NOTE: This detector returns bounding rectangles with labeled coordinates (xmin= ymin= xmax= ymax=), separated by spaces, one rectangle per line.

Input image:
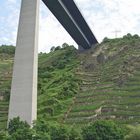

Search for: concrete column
xmin=8 ymin=0 xmax=40 ymax=125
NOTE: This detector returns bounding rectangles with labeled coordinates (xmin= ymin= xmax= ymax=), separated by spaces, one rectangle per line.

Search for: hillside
xmin=0 ymin=34 xmax=140 ymax=128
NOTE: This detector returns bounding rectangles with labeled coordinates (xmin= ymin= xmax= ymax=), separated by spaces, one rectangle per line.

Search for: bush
xmin=82 ymin=121 xmax=124 ymax=140
xmin=125 ymin=126 xmax=140 ymax=140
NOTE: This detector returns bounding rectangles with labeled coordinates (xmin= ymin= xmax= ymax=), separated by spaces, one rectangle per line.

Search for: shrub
xmin=125 ymin=126 xmax=140 ymax=140
xmin=82 ymin=121 xmax=124 ymax=140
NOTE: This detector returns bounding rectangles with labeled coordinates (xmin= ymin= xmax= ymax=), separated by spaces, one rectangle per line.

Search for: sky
xmin=0 ymin=0 xmax=140 ymax=52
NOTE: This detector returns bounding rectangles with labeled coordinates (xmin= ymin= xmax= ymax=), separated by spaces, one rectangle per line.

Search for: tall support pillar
xmin=8 ymin=0 xmax=40 ymax=125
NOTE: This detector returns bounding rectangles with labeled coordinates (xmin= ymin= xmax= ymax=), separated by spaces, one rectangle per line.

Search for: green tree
xmin=82 ymin=121 xmax=124 ymax=140
xmin=125 ymin=126 xmax=140 ymax=140
xmin=8 ymin=117 xmax=34 ymax=140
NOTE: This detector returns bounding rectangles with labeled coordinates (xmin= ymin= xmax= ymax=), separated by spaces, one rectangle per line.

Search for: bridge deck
xmin=43 ymin=0 xmax=97 ymax=49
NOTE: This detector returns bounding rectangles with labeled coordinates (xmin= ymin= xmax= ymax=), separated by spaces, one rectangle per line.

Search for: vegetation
xmin=0 ymin=34 xmax=140 ymax=140
xmin=0 ymin=118 xmax=127 ymax=140
xmin=82 ymin=121 xmax=125 ymax=140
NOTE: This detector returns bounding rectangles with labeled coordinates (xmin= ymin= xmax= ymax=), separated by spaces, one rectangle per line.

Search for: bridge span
xmin=8 ymin=0 xmax=98 ymax=125
xmin=43 ymin=0 xmax=98 ymax=49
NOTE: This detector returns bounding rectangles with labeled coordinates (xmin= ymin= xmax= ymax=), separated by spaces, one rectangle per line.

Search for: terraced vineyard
xmin=65 ymin=34 xmax=140 ymax=125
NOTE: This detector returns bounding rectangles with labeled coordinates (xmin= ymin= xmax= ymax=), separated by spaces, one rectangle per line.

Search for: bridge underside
xmin=43 ymin=0 xmax=98 ymax=49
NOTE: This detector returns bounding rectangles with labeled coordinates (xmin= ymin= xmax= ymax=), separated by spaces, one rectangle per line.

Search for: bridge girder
xmin=43 ymin=0 xmax=98 ymax=49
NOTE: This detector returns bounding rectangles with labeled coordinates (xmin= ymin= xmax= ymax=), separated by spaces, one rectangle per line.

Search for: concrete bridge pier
xmin=8 ymin=0 xmax=40 ymax=125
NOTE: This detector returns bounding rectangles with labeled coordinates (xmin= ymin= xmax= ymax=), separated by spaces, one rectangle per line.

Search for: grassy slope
xmin=0 ymin=45 xmax=79 ymax=129
xmin=0 ymin=35 xmax=140 ymax=128
xmin=65 ymin=34 xmax=140 ymax=124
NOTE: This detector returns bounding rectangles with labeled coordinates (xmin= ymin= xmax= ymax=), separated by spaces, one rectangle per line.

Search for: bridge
xmin=8 ymin=0 xmax=98 ymax=125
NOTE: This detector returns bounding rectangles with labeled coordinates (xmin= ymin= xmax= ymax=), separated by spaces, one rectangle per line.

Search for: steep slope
xmin=0 ymin=34 xmax=140 ymax=129
xmin=65 ymin=34 xmax=140 ymax=124
xmin=0 ymin=43 xmax=79 ymax=129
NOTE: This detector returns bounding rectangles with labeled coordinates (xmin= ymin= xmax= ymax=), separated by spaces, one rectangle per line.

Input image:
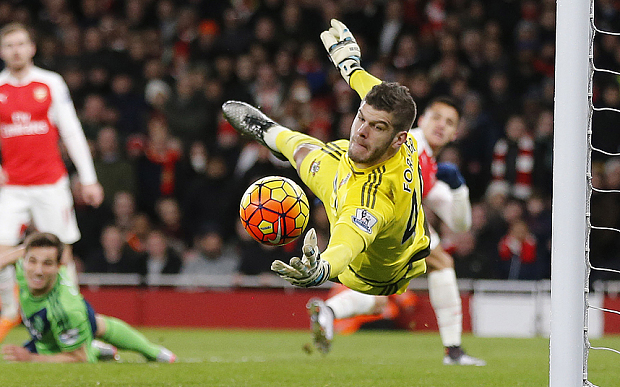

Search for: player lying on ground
xmin=0 ymin=22 xmax=103 ymax=342
xmin=0 ymin=233 xmax=176 ymax=363
xmin=308 ymin=19 xmax=486 ymax=366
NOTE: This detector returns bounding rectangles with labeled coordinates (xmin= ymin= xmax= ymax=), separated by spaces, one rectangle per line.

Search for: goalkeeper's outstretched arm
xmin=321 ymin=19 xmax=381 ymax=99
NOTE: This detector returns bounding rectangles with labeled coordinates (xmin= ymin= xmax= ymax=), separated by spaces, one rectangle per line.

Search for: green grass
xmin=0 ymin=328 xmax=620 ymax=387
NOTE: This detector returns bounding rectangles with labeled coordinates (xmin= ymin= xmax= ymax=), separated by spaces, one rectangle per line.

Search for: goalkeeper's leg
xmin=96 ymin=314 xmax=176 ymax=363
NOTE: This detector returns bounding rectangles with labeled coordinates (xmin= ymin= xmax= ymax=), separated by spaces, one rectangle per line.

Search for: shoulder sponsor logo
xmin=0 ymin=111 xmax=49 ymax=138
xmin=58 ymin=328 xmax=80 ymax=345
xmin=351 ymin=208 xmax=377 ymax=234
xmin=32 ymin=86 xmax=48 ymax=102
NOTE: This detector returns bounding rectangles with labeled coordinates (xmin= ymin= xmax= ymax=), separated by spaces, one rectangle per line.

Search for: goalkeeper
xmin=308 ymin=19 xmax=486 ymax=366
xmin=0 ymin=233 xmax=176 ymax=363
xmin=222 ymin=38 xmax=430 ymax=295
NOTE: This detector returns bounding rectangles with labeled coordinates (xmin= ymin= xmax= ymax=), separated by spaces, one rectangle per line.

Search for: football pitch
xmin=0 ymin=328 xmax=620 ymax=387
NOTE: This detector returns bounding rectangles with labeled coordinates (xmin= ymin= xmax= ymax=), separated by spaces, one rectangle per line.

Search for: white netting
xmin=583 ymin=1 xmax=620 ymax=387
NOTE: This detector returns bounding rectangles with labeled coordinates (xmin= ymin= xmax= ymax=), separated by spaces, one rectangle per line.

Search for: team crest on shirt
xmin=58 ymin=328 xmax=80 ymax=345
xmin=351 ymin=208 xmax=377 ymax=234
xmin=310 ymin=161 xmax=321 ymax=176
xmin=32 ymin=86 xmax=47 ymax=102
xmin=338 ymin=172 xmax=351 ymax=188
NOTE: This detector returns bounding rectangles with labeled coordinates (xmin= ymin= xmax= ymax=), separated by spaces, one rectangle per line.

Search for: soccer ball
xmin=239 ymin=176 xmax=310 ymax=246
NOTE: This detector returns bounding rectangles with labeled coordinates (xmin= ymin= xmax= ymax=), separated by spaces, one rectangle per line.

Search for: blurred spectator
xmin=94 ymin=126 xmax=136 ymax=206
xmin=165 ymin=73 xmax=208 ymax=148
xmin=182 ymin=150 xmax=239 ymax=240
xmin=85 ymin=225 xmax=145 ymax=273
xmin=136 ymin=117 xmax=182 ymax=215
xmin=498 ymin=220 xmax=541 ymax=280
xmin=155 ymin=198 xmax=186 ymax=254
xmin=532 ymin=110 xmax=553 ymax=198
xmin=108 ymin=74 xmax=147 ymax=142
xmin=125 ymin=213 xmax=152 ymax=253
xmin=181 ymin=224 xmax=239 ymax=275
xmin=456 ymin=92 xmax=499 ymax=202
xmin=138 ymin=230 xmax=182 ymax=279
xmin=491 ymin=116 xmax=534 ymax=200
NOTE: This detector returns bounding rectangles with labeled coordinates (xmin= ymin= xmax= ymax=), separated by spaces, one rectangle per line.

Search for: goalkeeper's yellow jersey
xmin=277 ymin=71 xmax=430 ymax=295
xmin=321 ymin=135 xmax=430 ymax=294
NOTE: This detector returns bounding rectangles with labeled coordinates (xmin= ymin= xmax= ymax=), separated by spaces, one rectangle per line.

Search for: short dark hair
xmin=364 ymin=82 xmax=417 ymax=132
xmin=24 ymin=232 xmax=65 ymax=263
xmin=424 ymin=95 xmax=461 ymax=118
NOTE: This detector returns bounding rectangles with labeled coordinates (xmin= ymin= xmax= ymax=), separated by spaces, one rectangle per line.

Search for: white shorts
xmin=428 ymin=224 xmax=441 ymax=250
xmin=0 ymin=176 xmax=80 ymax=246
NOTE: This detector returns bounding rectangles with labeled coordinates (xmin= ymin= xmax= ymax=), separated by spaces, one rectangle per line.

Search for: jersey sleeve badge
xmin=351 ymin=208 xmax=377 ymax=234
xmin=58 ymin=328 xmax=80 ymax=346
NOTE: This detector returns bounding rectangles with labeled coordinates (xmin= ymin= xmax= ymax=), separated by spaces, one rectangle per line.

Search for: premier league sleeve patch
xmin=351 ymin=208 xmax=377 ymax=234
xmin=58 ymin=328 xmax=80 ymax=345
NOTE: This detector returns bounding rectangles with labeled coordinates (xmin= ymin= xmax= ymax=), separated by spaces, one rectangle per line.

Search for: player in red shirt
xmin=308 ymin=19 xmax=486 ymax=366
xmin=0 ymin=23 xmax=103 ymax=341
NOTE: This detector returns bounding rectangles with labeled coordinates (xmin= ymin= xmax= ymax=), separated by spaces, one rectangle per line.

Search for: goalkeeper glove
xmin=321 ymin=19 xmax=362 ymax=83
xmin=271 ymin=228 xmax=331 ymax=288
xmin=435 ymin=163 xmax=465 ymax=189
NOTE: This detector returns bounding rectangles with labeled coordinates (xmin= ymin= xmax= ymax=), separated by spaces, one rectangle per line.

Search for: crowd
xmin=0 ymin=0 xmax=620 ymax=279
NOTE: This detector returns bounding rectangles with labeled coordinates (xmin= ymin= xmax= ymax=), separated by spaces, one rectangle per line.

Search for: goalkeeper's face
xmin=348 ymin=101 xmax=407 ymax=168
xmin=24 ymin=247 xmax=60 ymax=296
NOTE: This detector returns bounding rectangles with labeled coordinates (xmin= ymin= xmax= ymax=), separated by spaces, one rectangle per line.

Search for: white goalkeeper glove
xmin=321 ymin=19 xmax=362 ymax=83
xmin=271 ymin=228 xmax=331 ymax=288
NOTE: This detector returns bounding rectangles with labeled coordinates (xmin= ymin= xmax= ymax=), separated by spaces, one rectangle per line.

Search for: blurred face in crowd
xmin=0 ymin=29 xmax=36 ymax=72
xmin=418 ymin=102 xmax=459 ymax=152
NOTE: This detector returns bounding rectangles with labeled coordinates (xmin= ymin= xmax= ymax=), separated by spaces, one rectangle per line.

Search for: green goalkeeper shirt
xmin=15 ymin=259 xmax=97 ymax=363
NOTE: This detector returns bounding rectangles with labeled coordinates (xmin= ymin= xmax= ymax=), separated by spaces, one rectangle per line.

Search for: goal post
xmin=549 ymin=0 xmax=592 ymax=387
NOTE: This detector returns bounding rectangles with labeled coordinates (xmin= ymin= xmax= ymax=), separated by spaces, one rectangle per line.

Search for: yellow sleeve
xmin=349 ymin=70 xmax=381 ymax=99
xmin=321 ymin=224 xmax=366 ymax=278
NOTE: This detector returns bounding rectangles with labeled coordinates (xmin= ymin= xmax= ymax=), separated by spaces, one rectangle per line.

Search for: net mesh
xmin=583 ymin=0 xmax=620 ymax=387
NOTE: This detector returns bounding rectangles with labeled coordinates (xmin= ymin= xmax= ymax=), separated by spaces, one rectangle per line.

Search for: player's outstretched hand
xmin=435 ymin=162 xmax=465 ymax=189
xmin=271 ymin=228 xmax=330 ymax=288
xmin=321 ymin=19 xmax=362 ymax=83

------------------------------------------------

Short task: Reproduce word for word the part of the records above that starts at their first line and ends with the line containing "xmin=0 ymin=34 xmax=140 ymax=128", including both of those lines, and omit the pictures.

Answer for this exercise:
NOTE: This detector returns bounding rectangles with labeled coordinates (xmin= ymin= xmax= ymax=), separated by spaces, one rectangle per line.

Input image:

Search for: concrete column
xmin=8 ymin=0 xmax=40 ymax=125
NOTE: This detector returns bounding rectangles with labeled coordinates (xmin= ymin= xmax= ymax=), separated by spaces, one rectangle per line.

Search for: hillside
xmin=0 ymin=34 xmax=140 ymax=128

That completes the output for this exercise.